'Mathematics Galore'

Review by Adam Bishop Share this page
May 2001

Mathematics Galore

by C.J. Budd & C.J. Sangwin

"As Obi-Wan Kenobi said about the Light Sabre in Star Wars IV, a slide-rule is an ancient weapon from a more civilised age," state Chris Budd and Chris Sangwin in their book, Mathematics Galore, soon to released by Oxford University Press. The book digs up the slide-rule and a few more historical artefacts, as well as the art of country dancing, to present a pick-and-mix bag of mathematical ideas for the aspiring mathematician or the mathematically inclined general reader. "The aim has not been to stick to material which is likely to be met in a typical school syllabus," say the authors. "Rather we have let ourselves explore some aEreas of mathematics a long way from traditional courses." In this way they have provided an exotic recipe book for extra-curricular maths lessons answering the question: You play sport after school, why can't you play maths?

In Mathematics Galore, maths champion Budd and his colleague Sangwin have recorded and expanded material that they have used with 13 and 14 year olds during maths workshops where university lecturers, students, teachers and pupils team up to have fun with maths. Workshops of this kind have taken place regularly up and down the country since 1981 as the Royal Institution's Mathematics Masterclasses. Michael Sewell of the University of Reading was the first to collect up material from Masterclasses given in his area of Berkshire, in his book "Mathematical Masterclasses" (OUP 1997). Now Budd and Sangwin have done the same for the Bath and Bristol area. The result is another astonishing mix of mathematics but a very different book.

Objective:
Can you answer these questions from the review of Mathematics Galore?
(a) Which publisher is releasing the book?
(b) How old were the pupils in the workshops where the authors used this material?
(c) Since what year have the Royal Institution's Mathematics Masterclasses taken place?

(Pointing dataset records)
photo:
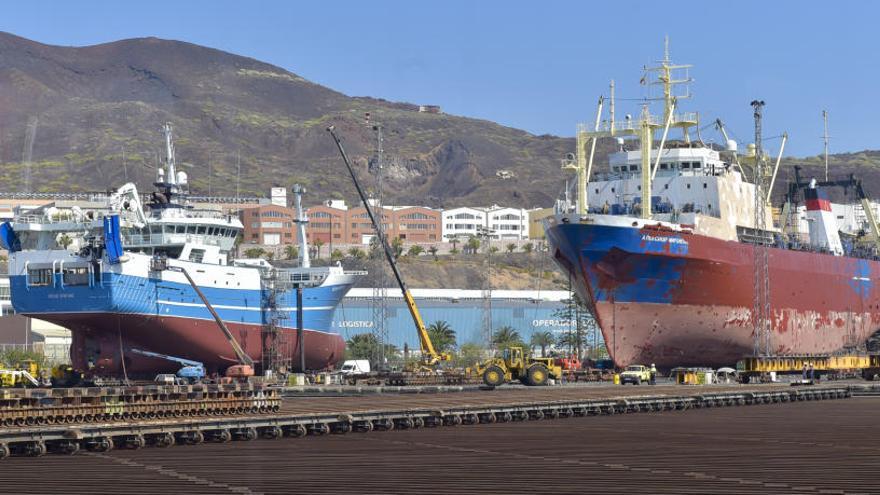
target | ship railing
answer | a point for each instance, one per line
(66, 216)
(167, 239)
(631, 126)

Problem solution:
(a) Oxford University Press
(b) 13 and 14 years old
(c) 1981